══ RECORDS SHOWN

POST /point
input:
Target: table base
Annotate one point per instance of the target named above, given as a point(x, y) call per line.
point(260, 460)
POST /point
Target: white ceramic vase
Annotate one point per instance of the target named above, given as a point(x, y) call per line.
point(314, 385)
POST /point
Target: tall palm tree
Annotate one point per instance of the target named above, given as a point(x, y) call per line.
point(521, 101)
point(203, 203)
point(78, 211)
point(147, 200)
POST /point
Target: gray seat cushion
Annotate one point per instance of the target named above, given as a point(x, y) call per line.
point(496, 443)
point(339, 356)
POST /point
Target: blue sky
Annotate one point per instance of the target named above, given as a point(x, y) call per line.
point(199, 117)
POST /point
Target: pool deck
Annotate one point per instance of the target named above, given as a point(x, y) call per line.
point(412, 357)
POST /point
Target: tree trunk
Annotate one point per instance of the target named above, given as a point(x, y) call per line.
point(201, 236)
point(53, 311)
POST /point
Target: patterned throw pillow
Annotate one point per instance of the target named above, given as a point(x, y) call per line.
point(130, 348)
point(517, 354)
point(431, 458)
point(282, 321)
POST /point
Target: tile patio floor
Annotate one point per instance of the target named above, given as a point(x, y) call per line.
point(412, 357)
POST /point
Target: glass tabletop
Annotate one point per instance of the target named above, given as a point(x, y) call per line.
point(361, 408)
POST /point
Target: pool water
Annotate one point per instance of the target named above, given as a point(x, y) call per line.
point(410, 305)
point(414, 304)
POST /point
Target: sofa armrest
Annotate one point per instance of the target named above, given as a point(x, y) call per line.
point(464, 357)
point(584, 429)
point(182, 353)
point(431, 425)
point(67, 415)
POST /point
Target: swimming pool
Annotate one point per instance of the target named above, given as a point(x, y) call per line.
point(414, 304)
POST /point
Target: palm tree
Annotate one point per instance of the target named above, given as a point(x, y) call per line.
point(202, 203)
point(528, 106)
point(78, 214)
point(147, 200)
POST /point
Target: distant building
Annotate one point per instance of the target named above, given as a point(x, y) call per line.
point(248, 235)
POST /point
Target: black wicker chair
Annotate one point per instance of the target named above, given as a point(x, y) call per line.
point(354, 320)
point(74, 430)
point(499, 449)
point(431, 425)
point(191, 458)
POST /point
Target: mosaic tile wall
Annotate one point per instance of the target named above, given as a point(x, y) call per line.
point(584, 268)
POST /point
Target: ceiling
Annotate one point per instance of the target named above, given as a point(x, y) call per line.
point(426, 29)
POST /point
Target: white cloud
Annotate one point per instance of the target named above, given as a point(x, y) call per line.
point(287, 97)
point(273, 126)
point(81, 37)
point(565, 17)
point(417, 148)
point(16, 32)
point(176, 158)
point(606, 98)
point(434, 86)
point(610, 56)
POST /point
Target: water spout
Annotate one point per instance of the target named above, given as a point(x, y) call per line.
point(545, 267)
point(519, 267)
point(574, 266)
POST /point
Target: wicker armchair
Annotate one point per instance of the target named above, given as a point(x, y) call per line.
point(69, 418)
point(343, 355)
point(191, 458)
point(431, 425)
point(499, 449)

════

**EXERCISE INSTRUCTIONS**
An exact copy of the data is needed, running from its first line through the line that holds "Target: pool water", and nothing beyond that.

**YOUR SOLUTION**
POST /point
input:
Target: table base
Annotate one point per instance of the target named above, given as a point(x, y) call per line.
point(260, 460)
POST /point
Target: white ceramic vase
Annotate one point per instance of the target named above, given as a point(x, y) call per line.
point(314, 385)
POST /point
Target: tall palm tree
Annotate one point per instance of the target named above, given as a point(x, y) call per line.
point(521, 101)
point(203, 203)
point(78, 211)
point(147, 200)
POST /point
Target: gray seat cushion
Annotate one point per instance of the target named above, given as a point(x, y) call per line.
point(496, 443)
point(339, 356)
POST /point
Target: blue sky
Annotate one point per instance of the target named above, given as a point(x, y) call per line.
point(199, 117)
POST /point
Target: pool deck
Annotate one point per instance of the target named above, given as a point(x, y) call per line.
point(412, 357)
POST /point
Target: tree trunk
Annotate one point per instance of the target named above, given as a point(x, y) call per line.
point(201, 236)
point(53, 311)
POST /point
Target: patterned throw pillow
Annotate one point per instance of the target named above, given as a point(x, y) call per line.
point(130, 348)
point(517, 354)
point(431, 458)
point(282, 321)
POST /point
Target: tile patio floor
Annotate one point per instance of the target named above, given as a point(x, y) call per line.
point(412, 357)
POST /point
Target: glass tabletop
Annotate one point per instance of the target named above, given as a point(x, y) call per line.
point(361, 408)
POST /point
Target: pool water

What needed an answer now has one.